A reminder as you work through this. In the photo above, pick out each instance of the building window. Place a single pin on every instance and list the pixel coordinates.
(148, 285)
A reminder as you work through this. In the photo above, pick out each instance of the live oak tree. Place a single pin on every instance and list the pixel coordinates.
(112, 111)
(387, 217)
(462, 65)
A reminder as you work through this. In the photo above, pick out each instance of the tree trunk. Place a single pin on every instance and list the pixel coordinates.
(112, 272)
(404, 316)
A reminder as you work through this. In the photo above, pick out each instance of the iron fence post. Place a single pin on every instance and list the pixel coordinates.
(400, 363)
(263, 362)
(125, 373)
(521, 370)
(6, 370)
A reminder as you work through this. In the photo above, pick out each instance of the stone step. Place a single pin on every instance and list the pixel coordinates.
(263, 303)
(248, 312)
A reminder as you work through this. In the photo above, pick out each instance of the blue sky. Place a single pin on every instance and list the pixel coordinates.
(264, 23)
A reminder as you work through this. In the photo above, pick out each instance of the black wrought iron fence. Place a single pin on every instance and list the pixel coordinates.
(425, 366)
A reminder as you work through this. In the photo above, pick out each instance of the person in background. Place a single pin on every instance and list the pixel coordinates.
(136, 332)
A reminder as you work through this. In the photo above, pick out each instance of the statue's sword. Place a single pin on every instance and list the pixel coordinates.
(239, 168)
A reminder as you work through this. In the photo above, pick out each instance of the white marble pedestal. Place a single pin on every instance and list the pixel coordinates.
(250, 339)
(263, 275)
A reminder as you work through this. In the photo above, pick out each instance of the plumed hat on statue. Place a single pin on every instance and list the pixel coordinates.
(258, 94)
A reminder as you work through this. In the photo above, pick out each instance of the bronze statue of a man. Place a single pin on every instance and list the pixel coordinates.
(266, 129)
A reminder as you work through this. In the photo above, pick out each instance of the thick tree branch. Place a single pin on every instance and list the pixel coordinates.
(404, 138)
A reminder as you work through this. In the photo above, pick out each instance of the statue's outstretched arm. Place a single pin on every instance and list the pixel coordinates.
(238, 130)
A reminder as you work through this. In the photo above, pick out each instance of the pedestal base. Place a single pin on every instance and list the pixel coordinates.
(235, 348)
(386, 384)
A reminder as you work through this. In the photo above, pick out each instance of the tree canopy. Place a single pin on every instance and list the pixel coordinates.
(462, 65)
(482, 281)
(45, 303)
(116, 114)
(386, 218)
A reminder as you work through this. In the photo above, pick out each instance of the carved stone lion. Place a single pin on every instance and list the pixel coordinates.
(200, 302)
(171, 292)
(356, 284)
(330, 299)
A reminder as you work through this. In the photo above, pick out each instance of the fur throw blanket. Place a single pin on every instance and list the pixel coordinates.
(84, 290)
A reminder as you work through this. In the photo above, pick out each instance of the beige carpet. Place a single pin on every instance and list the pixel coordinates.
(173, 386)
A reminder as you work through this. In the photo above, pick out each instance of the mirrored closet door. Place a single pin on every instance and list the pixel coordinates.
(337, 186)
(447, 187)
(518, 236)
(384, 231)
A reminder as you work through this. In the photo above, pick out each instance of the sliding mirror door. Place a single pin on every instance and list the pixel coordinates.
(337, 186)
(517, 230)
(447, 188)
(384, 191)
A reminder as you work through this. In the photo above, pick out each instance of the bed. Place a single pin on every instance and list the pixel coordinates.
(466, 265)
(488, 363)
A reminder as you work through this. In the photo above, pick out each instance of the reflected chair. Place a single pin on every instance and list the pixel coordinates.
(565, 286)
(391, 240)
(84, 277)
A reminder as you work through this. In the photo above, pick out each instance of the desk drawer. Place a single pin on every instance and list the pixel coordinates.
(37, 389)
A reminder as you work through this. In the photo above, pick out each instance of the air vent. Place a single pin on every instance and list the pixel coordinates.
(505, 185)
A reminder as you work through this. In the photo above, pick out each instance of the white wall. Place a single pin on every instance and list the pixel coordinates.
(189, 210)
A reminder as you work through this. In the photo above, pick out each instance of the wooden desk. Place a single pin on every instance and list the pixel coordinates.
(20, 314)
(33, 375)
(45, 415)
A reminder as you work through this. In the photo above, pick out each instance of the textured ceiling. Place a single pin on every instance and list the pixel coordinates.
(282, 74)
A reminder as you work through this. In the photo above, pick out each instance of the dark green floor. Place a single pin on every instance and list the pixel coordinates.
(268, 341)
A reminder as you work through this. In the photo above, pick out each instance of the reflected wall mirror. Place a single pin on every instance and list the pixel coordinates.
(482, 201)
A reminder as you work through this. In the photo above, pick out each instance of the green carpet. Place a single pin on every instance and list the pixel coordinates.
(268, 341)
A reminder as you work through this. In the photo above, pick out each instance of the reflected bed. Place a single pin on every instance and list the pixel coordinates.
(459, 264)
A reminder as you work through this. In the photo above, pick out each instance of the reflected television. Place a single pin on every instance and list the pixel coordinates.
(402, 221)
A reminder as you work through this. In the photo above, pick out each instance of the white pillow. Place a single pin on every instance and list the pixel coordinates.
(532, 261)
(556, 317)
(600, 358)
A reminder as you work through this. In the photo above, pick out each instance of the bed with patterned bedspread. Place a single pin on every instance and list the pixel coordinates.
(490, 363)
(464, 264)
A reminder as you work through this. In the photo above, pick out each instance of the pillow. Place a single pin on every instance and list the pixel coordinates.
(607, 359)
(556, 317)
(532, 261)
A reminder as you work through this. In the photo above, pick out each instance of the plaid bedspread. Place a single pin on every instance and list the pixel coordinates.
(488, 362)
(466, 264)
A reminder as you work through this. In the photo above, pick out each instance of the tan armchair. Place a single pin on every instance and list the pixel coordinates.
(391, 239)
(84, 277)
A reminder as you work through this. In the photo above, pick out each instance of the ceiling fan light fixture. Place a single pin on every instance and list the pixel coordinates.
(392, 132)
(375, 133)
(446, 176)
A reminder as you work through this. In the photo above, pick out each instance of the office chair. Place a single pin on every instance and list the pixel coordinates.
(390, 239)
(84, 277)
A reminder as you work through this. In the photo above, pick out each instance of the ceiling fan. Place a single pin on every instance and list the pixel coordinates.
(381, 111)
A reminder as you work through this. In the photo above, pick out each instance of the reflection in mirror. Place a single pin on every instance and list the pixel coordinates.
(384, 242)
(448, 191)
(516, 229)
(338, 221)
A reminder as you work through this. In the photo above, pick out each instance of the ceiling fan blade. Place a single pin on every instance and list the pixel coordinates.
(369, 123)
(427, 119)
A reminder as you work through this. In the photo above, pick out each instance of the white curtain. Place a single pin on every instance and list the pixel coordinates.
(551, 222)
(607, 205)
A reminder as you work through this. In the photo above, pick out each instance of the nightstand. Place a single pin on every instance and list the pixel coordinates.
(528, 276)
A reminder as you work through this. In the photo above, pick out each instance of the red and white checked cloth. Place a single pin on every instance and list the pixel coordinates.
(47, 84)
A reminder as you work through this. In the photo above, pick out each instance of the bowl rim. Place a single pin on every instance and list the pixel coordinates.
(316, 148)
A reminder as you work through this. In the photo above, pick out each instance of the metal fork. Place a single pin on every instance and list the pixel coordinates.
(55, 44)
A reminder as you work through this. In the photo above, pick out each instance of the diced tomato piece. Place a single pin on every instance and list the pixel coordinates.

■ ■ ■ ■ ■ ■ ■

Task description. Can you recast every one of the rows above as a JSON list of strings, one string per line, with blank lines left out?

Problem solution.
[
  "A reminder as you work through this. In the photo above, pick out each instance of the building window. Place a single pin on every instance and list the pixel coordinates.",
  "(148, 285)",
  "A reminder as you work through this. In the photo above, pick out each instance of the live oak tree. Place a single pin on every instance and list the pixel coordinates.",
  "(112, 111)",
  "(387, 217)",
  "(462, 65)",
  "A reminder as you work through this. In the photo above, pick out each instance of the tree trunk. Place a single pin on every instance and list the pixel coordinates.",
  "(112, 272)",
  "(404, 316)",
  "A reminder as you work through this. In the photo above, pick out each instance of the iron fence post. Place a single pin on every instance and list the pixel coordinates.",
  "(400, 363)",
  "(263, 362)",
  "(125, 373)",
  "(521, 370)",
  "(6, 370)",
  "A reminder as you work through this. In the photo above, pick out each instance of the stone step. Place a single pin on every instance and list the pixel coordinates.",
  "(263, 303)",
  "(248, 312)",
  "A reminder as you work through this. In the photo above, pick out each instance of the blue sky. Place a single pin on every instance and list the pixel coordinates.",
  "(264, 23)",
  "A reminder as you work through this. In the photo above, pick out each instance of the black wrought iron fence. Place a single pin on every instance and list the pixel coordinates.",
  "(425, 366)",
  "A reminder as you work through this. In the photo above, pick out each instance of the person in background. Place a single pin on every instance and list the pixel coordinates.",
  "(136, 332)",
  "A reminder as you work through this. In the photo above, pick out each instance of the statue's sword. Place a single pin on every instance and list the pixel coordinates.",
  "(239, 168)",
  "A reminder as you work through this. In the photo above, pick out each instance of the white marble pedestal. Place a single pin on every instance and list the pixel coordinates.",
  "(250, 339)",
  "(263, 275)",
  "A reminder as you work through this. In the photo above, pick out each instance of the plumed hat on statue. Place a single pin on every instance and list the pixel coordinates.",
  "(258, 94)",
  "A reminder as you work through this. In the photo above, pick out each instance of the bronze statue of a man. Place a single pin on every instance and list the pixel coordinates.",
  "(266, 129)",
  "A reminder as you work through this. In the photo above, pick out each instance of the thick tree branch. Place a single pin on every instance and list the pixel coordinates.",
  "(404, 138)",
  "A reminder as you work through this. In the photo above, pick out each instance of the statue's outstretched arm. Place a single pin on every instance and list the pixel coordinates.",
  "(238, 130)",
  "A reminder as you work through this. In the photo above, pick out each instance of the pedestal base. Place a single pin on every instance and list the pixel coordinates.",
  "(235, 348)",
  "(386, 384)",
  "A reminder as you work through this. In the photo above, pick out each instance of the tree canopy. Place a single pin on every instance and list the pixel coordinates.",
  "(462, 65)",
  "(482, 281)",
  "(45, 303)",
  "(116, 114)",
  "(386, 218)",
  "A reminder as you work through this. In the photo above, pick out each instance of the carved stone lion. Place a single pin on every instance and list the pixel coordinates.",
  "(200, 302)",
  "(171, 292)",
  "(356, 284)",
  "(330, 299)",
  "A reminder as you work through this. In the photo above, pick out each instance of the fur throw blanket. Place a single pin on every instance and list the pixel coordinates.",
  "(84, 290)",
  "A reminder as you work through this. In the photo above, pick out each instance of the beige carpet. Place a single pin on every instance and list the pixel coordinates.",
  "(173, 386)",
  "A reminder as you work through this. In the photo above, pick out each instance of the mirrored closet door. Place a single pin on every instance and list the pixel coordinates.",
  "(337, 186)",
  "(447, 187)",
  "(518, 236)",
  "(384, 231)",
  "A reminder as you work through this. In the photo above, pick out each instance of the sliding mirror door. Place a single pin on every instance and list the pixel coordinates.",
  "(337, 186)",
  "(517, 230)",
  "(447, 188)",
  "(384, 191)",
  "A reminder as you work through this. In the photo above, pick out each instance of the bed. Place a single pin on every instance and list the pixel coordinates.",
  "(466, 265)",
  "(488, 363)",
  "A reminder as you work through this. In the photo above, pick out each instance of the reflected chair. Place a single pin on every instance and list the pixel coordinates.",
  "(565, 286)",
  "(391, 240)",
  "(84, 277)",
  "A reminder as you work through this. In the photo above, pick out each instance of the desk drawer. Place a single pin on every instance and list the pixel coordinates.",
  "(37, 389)",
  "A reminder as you work through this. In the photo above, pick out each instance of the air vent. Place a single pin on every instance and list the pixel coordinates.",
  "(505, 185)",
  "A reminder as you work through this. In the photo above, pick out each instance of the white wall. Place a single pin on every instance and list the pixel coordinates.",
  "(189, 210)",
  "A reminder as you work through this. In the photo above, pick out each instance of the wooden desk. Place a single pin on every instance and list the pixel coordinates.",
  "(20, 314)",
  "(33, 375)",
  "(45, 415)",
  "A reminder as you work through this. In the photo above, pick out each instance of the textured ceiling. Place a single pin on every instance and list the pixel coordinates.",
  "(282, 74)",
  "A reminder as you work through this. In the photo above, pick out each instance of the dark green floor. Place a single pin on every instance and list the pixel coordinates.",
  "(268, 341)",
  "A reminder as you work through this. In the photo above, pick out each instance of the reflected wall mirror. Place a single pin on every instance and list the pixel coordinates.",
  "(482, 201)",
  "A reminder as you work through this. In the photo above, pick out each instance of the green carpet. Place a single pin on every instance and list the pixel coordinates.",
  "(268, 341)",
  "A reminder as you work through this. In the photo above, pick out each instance of the reflected bed. Place a single pin on every instance and list the pixel coordinates.",
  "(459, 264)",
  "A reminder as you work through this. In the photo above, pick out each instance of the reflected television. Place a single pin on every instance and list the pixel coordinates.",
  "(402, 221)",
  "A reminder as you work through this. In the photo above, pick out each instance of the white pillow. Place a single pin on every instance and list the pixel coordinates.",
  "(532, 261)",
  "(556, 317)",
  "(600, 358)",
  "A reminder as you work through this. In the photo above, pick out each instance of the bed with patterned bedspread. Place a single pin on every instance and list the pixel coordinates.",
  "(490, 363)",
  "(464, 264)",
  "A reminder as you work through this. In the photo above, pick out each instance of the pillow. Place a single pin on every instance and list the pixel coordinates.",
  "(607, 359)",
  "(556, 317)",
  "(532, 261)",
  "A reminder as you work through this. In the photo above, pick out each instance of the plaid bedspread. Place a single pin on every instance and list the pixel coordinates.",
  "(488, 362)",
  "(466, 264)",
  "A reminder as you work through this. In the photo above, pick out each instance of the tan armchair. Place a single pin on every instance and list the pixel coordinates.",
  "(391, 239)",
  "(84, 277)",
  "A reminder as you work through this. In the photo above, pick out each instance of the ceiling fan light fixture. Place a single pin on every instance and list the pixel coordinates.",
  "(392, 132)",
  "(375, 133)",
  "(446, 176)",
  "A reminder as you work through this. In the photo above, pick out each instance of the office chair. Place a single pin on every instance and list the pixel coordinates.",
  "(390, 239)",
  "(84, 277)",
  "A reminder as you work through this. In the photo above, pick out each instance of the ceiling fan. Place a single pin on every instance and list the pixel coordinates.",
  "(381, 111)",
  "A reminder as you work through this. In the photo above, pick out each instance of the reflection in mirror. Place a single pin on every instance and list the pixel coordinates.",
  "(384, 242)",
  "(448, 191)",
  "(516, 229)",
  "(338, 221)",
  "A reminder as you work through this. In the photo above, pick out each instance of the ceiling fan blade. Place a single pin on every instance and list the pixel coordinates.",
  "(369, 123)",
  "(427, 119)",
  "A reminder as you work through this. In the photo above, pick out each instance of the white curtain. Place a single pin on every instance and list the pixel coordinates.",
  "(551, 222)",
  "(607, 205)",
  "A reminder as you work through this. In the photo above, pick out each instance of the nightstand. Place a single pin on every instance and list the pixel coordinates.",
  "(528, 276)",
  "A reminder as you work through this. In the photo above, pick out each instance of the red and white checked cloth. Place a single pin on every instance and list the pixel coordinates.",
  "(47, 84)",
  "A reminder as you work through this. In the photo above, pick out each instance of the bowl rim. Place a single pin on every instance and list the pixel coordinates.",
  "(316, 148)",
  "A reminder as you work through this. In the photo above, pick out each instance of the metal fork. Place a single pin on every instance and list the pixel coordinates.",
  "(55, 44)",
  "A reminder as you work through this. In the photo above, pick out each instance of the diced tomato piece. Place a single pin on every instance and list the pixel coordinates."
]